**** TEXT PASSAGE

Most of the rest of the book has to do with Marcel’s being in love, seeing others in love, and going to parties. His first romance, physically quite innocent but emotionally flaying, is with the Swanns’ daughter, Gilberte. (Unlike his creator, Marcel is heterosexual.) Next comes Albertine, whom Marcel singles out from a fascinating crowd of rowdy girls in the seaside resort of Balbec; this love is not innocent and is even more destructive. Meanwhile Marcel becomes friendly with the Duchesse de Guermantes, who embodies a social grandeur that sets him dreaming; gets to know the novelist Bergotte and the painter Elstir, who provide lessons in what art can and cannot do; mixes with the Verdurins, a couple of distasteful bourgeois climbers, and their circle of fools; and is courted in a most unnerving fashion by the Baron de Charlus, lord prince of the sodomites. Interleaved throughout are meditations and conversations on actual and imagined works of art, ladies’ fashions, etymology, military strategy, homosexuality, anti-Semitism, social transformations, time, and timelessness.
For most of the novel, finally, Marcel is a writer manqué, an aspirant who lacks the understanding to conceive a novel and the will to see it through. The book then records the process by which he becomes the writer who has written the extraordinary work one is reading. “And thus,” he concludes, “my whole life up to the present day might and yet might not have been summed up under the title: A Vocation.”

********
**** STORED DATA

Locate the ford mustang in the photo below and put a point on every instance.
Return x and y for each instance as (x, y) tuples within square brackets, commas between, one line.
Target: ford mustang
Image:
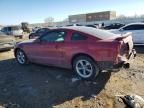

********

• [WORK INSTRUCTIONS]:
(1) In the passage about Marcel, the sentence beginning "Meanwhile" names the people he befriends, meets, mixes with, or is courted by. List each of them.
(2) Pick up the passage about Marcel after its final sentence and carry it forward.

• [PER-TASK ANSWERS]:
(1)
- the Duchesse de Guermantes
- the novelist Bergotte
- the painter Elstir
- the Verdurins
- the Baron de Charlus

(2)
What does that “vocation” reveal? No other writer/narrator has attended with such extravagant care to the surface of things: the grace or ungainliness of a gesture, the historical associations of a great name, the import of a gravely formal bow in response to a friendly greeting, the radiance of a distinguished smile or shirtfront, party talk that goes on for miles. Yet, although the charms of love, friendship, and society present a brilliant and beguiling surface, they never please Marcel for long. Real life is to be found elsewhere, and only the rare soul manages to find it.
For Marcel, there is no desire more imperious than the desire to know. It is the motive force of his life and of his relentless pursuit of what he calls reality. The words “real” and “reality” must recur a thousand times in this novel, being signposts—like “virtue” for Machiavelli, “happiness” for Tolstoy, or “good” for Hemingway—that lead the reader to the heart of its unfolding significance. But to disclose the reality at life’s core requires one to experience illusion, in all its manifold and obdurate guises, and this experience is Marcel’s meat and drink.
Nowhere in Proust’s world are illusion’s guises harder to penetrate than when it comes to sex and love. The Proustian lover typically ascribes to the object of his desire all manner of enchanting virtues, which generally have no basis in fact, and then torments himself with a plague of suspected vices, which as a rule prove only too real. Every conceivable infidelity must be envisioned in gross detail, since as long as one is in love one can never assure oneself of the reality of the beloved’s heart. This ignorance is torture—but knowledge brings an end to love itself. Even carnal knowledge is no knowledge at all, only an initiation into the pangs of uncertainty.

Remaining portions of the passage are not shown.